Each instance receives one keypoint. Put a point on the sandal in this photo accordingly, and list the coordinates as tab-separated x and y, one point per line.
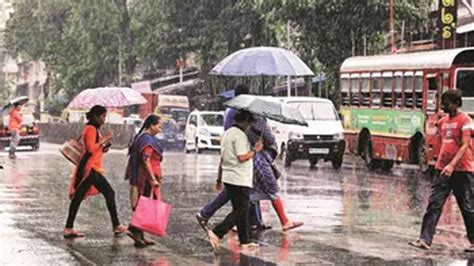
421	244
120	230
70	233
292	225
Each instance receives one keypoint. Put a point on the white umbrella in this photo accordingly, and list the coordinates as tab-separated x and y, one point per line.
262	61
107	97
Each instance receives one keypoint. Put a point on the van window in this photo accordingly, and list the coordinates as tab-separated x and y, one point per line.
212	120
316	110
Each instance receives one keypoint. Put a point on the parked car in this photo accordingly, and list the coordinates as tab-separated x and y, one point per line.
323	138
171	137
29	133
204	130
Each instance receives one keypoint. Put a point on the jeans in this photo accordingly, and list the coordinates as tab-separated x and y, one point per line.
97	180
462	185
240	199
222	198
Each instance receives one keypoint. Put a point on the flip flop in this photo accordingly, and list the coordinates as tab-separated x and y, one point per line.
420	244
292	226
73	234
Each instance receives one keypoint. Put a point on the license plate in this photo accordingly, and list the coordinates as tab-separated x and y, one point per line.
318	151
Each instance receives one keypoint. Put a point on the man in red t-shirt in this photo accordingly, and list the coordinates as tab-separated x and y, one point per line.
14	126
454	171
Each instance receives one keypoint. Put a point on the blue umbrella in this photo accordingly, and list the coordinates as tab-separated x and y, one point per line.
262	61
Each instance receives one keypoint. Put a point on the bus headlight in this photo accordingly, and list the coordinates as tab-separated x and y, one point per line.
295	135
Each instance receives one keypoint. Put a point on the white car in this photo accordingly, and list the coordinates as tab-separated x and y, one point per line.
323	138
204	130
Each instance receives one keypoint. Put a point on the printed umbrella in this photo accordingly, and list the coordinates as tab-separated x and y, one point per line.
107	97
262	61
267	107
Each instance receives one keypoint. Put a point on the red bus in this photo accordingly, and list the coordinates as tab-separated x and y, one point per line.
390	103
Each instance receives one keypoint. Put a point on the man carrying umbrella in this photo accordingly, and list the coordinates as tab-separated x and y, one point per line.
14	126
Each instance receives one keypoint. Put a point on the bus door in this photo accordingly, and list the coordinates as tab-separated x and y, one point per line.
432	106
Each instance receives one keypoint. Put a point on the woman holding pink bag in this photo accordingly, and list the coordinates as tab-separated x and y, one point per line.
144	170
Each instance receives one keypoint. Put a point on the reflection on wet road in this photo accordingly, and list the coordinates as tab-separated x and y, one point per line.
351	216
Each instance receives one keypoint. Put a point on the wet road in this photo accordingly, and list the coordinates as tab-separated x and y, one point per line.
351	216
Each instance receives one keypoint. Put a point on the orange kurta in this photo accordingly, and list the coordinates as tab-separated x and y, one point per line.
89	137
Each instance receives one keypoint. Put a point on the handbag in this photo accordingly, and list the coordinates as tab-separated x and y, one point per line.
73	150
152	215
276	171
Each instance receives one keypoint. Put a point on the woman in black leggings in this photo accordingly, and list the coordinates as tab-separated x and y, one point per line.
88	178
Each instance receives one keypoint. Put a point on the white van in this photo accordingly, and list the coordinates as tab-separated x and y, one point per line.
203	131
323	138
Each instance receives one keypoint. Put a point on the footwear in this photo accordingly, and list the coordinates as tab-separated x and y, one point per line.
202	221
292	225
120	230
69	233
213	239
420	244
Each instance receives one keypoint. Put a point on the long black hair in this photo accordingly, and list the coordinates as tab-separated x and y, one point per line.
151	120
94	112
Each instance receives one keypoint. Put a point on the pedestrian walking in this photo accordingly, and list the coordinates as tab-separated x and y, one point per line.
88	178
236	173
453	171
144	170
14	126
265	186
222	198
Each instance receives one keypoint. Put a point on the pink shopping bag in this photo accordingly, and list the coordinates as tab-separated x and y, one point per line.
152	215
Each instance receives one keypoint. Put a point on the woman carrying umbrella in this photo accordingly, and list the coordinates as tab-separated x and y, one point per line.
88	178
144	170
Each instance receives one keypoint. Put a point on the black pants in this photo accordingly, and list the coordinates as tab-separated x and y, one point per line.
97	180
240	199
462	185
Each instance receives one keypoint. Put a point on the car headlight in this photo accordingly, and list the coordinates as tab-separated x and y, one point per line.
339	136
204	132
295	135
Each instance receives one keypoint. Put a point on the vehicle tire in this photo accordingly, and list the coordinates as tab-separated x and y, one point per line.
286	157
421	155
370	162
337	162
198	151
386	165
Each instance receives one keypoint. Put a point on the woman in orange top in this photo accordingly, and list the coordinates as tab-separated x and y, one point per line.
144	169
89	175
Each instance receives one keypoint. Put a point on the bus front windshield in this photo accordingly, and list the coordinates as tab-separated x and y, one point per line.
465	84
315	110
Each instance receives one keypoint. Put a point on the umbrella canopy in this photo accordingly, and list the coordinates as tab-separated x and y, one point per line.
107	97
267	107
262	61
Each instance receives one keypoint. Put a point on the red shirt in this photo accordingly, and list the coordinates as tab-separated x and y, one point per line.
452	129
15	120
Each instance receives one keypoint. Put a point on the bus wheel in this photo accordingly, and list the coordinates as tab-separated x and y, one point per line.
386	165
421	154
370	162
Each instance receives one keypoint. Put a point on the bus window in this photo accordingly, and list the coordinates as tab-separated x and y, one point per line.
432	95
376	86
355	87
465	84
419	90
398	89
387	90
345	91
365	90
408	91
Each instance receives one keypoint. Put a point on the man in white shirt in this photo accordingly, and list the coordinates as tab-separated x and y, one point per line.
236	172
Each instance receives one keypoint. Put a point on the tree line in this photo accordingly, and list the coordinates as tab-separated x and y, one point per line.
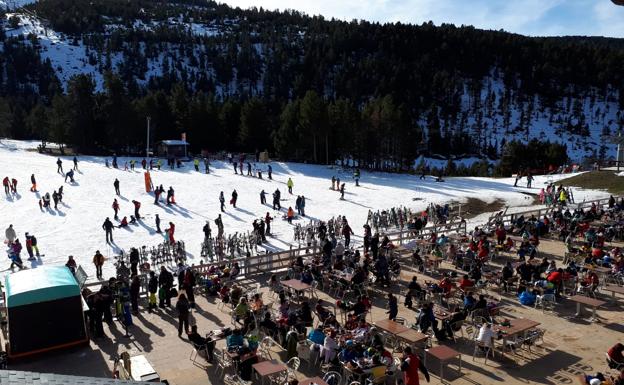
304	88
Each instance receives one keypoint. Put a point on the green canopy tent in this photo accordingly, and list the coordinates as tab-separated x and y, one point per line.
44	310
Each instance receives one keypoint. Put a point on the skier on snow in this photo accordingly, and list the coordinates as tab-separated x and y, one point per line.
222	201
290	185
137	206
116	208
234	198
34	183
10	235
108	228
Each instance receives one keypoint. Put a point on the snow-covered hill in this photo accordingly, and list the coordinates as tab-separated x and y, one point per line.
494	117
76	227
14	4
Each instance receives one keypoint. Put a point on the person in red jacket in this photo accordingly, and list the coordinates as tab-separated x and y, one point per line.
410	366
137	206
171	231
116	208
501	234
5	183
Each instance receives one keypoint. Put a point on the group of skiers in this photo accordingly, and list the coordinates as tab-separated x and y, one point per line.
14	247
206	164
10	186
170	195
519	177
251	170
45	201
341	187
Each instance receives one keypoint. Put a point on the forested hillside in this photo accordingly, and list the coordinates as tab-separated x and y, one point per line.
305	88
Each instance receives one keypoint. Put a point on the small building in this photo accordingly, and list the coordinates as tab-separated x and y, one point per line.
44	311
172	149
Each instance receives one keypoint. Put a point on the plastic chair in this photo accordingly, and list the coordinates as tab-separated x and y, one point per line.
223	362
479	347
333	378
196	353
546	302
292	365
611	364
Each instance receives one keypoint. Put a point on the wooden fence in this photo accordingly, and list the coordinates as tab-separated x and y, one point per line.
507	219
406	235
249	266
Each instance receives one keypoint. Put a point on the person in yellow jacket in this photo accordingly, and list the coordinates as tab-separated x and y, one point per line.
562	197
290	184
290	214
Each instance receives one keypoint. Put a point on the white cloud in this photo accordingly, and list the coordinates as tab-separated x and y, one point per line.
531	17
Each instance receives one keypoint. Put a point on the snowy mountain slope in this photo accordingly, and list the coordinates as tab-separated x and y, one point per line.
75	228
14	4
595	115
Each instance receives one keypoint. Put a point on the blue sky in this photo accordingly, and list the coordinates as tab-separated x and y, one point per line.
528	17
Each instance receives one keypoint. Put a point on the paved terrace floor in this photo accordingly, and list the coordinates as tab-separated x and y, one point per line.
570	348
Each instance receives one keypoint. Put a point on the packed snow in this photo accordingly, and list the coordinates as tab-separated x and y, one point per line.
14	4
76	227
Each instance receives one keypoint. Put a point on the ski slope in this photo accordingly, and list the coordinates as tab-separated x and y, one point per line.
76	227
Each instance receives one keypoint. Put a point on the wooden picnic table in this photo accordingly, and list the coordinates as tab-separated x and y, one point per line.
312	381
587	301
391	327
269	367
614	289
598	269
412	336
296	284
516	326
443	354
342	275
441	313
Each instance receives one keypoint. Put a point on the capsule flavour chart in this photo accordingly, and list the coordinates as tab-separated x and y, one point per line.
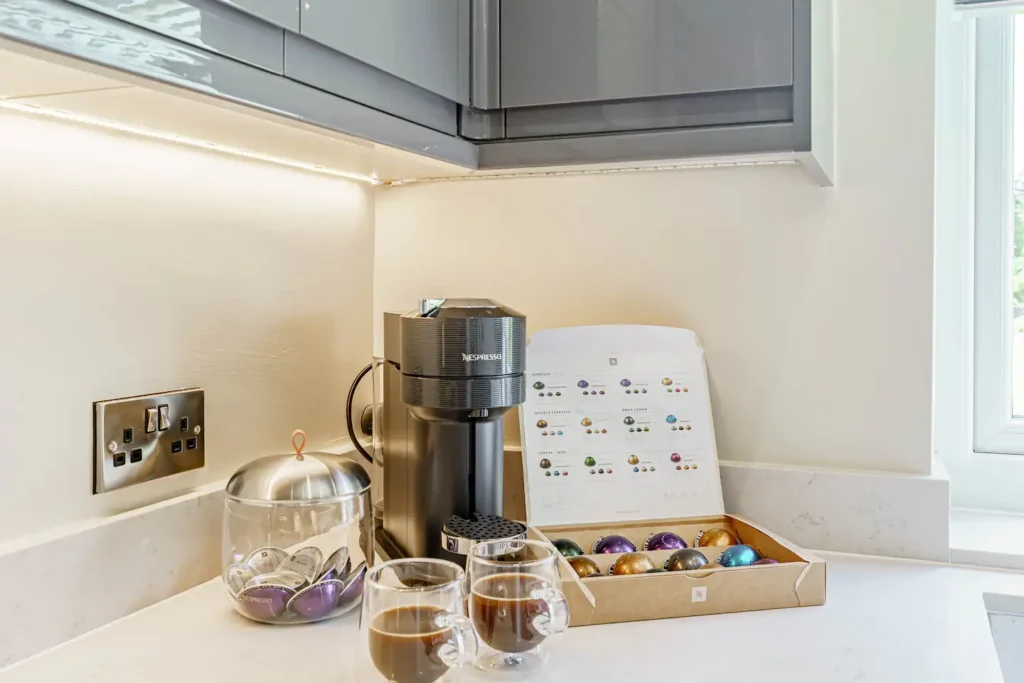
616	426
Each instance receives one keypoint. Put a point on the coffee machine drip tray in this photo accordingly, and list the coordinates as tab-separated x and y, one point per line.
460	535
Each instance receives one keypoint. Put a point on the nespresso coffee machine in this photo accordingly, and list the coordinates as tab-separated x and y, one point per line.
453	369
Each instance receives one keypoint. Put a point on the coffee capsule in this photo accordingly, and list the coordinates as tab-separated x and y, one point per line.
664	541
716	537
352	592
316	601
567	548
584	566
265	560
738	556
631	563
288	580
237	575
685	560
336	567
264	603
612	544
305	562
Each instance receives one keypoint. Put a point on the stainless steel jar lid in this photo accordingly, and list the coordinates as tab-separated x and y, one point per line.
299	478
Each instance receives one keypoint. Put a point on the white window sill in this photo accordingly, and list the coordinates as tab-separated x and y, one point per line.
986	539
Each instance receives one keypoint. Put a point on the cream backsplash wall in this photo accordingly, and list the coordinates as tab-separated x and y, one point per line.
131	266
814	305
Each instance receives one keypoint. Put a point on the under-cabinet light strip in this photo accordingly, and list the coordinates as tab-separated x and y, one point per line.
595	171
105	124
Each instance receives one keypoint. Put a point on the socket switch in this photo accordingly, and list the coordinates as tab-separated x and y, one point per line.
140	438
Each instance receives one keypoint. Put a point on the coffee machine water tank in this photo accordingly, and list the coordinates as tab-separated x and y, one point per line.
461	368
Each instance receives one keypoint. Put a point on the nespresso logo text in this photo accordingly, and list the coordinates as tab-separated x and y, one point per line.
481	356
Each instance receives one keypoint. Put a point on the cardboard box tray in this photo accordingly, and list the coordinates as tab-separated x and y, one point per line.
798	581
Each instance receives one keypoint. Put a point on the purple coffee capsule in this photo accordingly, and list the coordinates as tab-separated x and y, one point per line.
664	541
316	601
264	603
350	595
336	567
612	544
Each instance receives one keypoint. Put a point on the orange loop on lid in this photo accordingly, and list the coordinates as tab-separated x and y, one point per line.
301	444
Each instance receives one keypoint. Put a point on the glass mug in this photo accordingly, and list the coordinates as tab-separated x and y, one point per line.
413	627
515	602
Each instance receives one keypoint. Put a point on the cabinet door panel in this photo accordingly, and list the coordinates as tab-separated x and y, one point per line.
206	24
592	50
283	12
421	41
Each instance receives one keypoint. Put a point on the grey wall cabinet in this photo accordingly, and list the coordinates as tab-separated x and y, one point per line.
210	25
425	42
281	12
487	83
601	50
610	81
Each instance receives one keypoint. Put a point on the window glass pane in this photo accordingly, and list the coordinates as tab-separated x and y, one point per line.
1018	266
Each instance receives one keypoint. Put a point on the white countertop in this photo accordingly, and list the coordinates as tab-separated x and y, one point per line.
884	621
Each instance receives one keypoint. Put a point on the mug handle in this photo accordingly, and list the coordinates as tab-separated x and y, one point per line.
557	617
462	647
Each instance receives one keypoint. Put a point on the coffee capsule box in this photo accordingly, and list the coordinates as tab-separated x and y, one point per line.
795	578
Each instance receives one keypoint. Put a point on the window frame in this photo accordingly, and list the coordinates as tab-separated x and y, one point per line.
978	479
995	430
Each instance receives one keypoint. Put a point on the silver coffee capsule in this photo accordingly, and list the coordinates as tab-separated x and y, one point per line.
305	561
265	560
336	567
289	580
264	603
237	575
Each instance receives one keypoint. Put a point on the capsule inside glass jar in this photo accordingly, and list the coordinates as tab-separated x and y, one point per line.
294	527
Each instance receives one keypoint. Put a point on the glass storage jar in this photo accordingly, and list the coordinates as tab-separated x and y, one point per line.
297	536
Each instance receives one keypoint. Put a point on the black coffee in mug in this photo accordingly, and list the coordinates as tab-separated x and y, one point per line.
503	612
403	644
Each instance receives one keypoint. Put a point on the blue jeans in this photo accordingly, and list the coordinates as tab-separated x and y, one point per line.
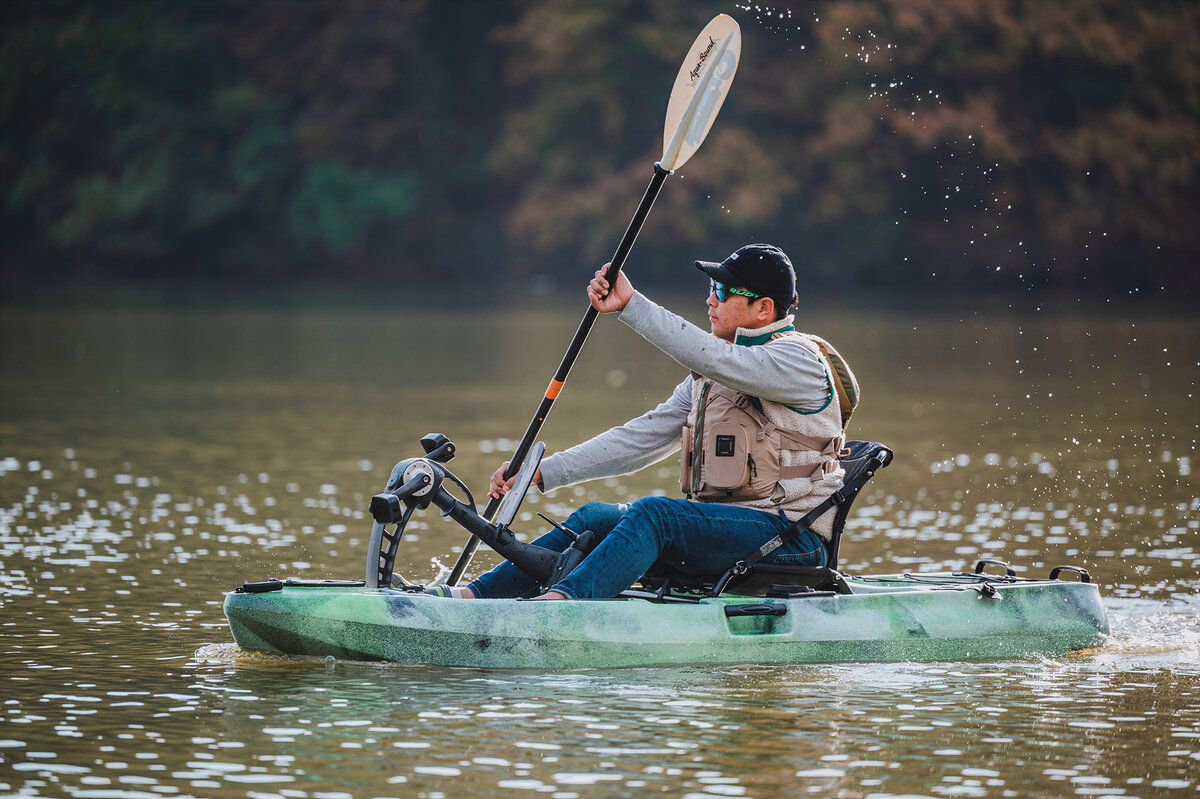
699	539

- **Task statement**: The lines to repeat run from the line containing "the glass storage" through the last line of the material above; give them exactly, without the pictures.

- **Written solution**:
Each instance receives one keypoint. Put a point on the glass storage jar in this photo accordingly, and list the coordinates as tab-separated x and y, one point per line.
297	536
Each instance receives one keypoint. Put a point on the black coffee in mug in this photo accordingly, and list the coordinates as tab-separated x and y, one point per line.
503	612
403	644
Each instance receives one keypoint. Put a point on the blue jeans in this photo accordingly, and list the coordinates as tab-separated x and y, one point per line.
699	539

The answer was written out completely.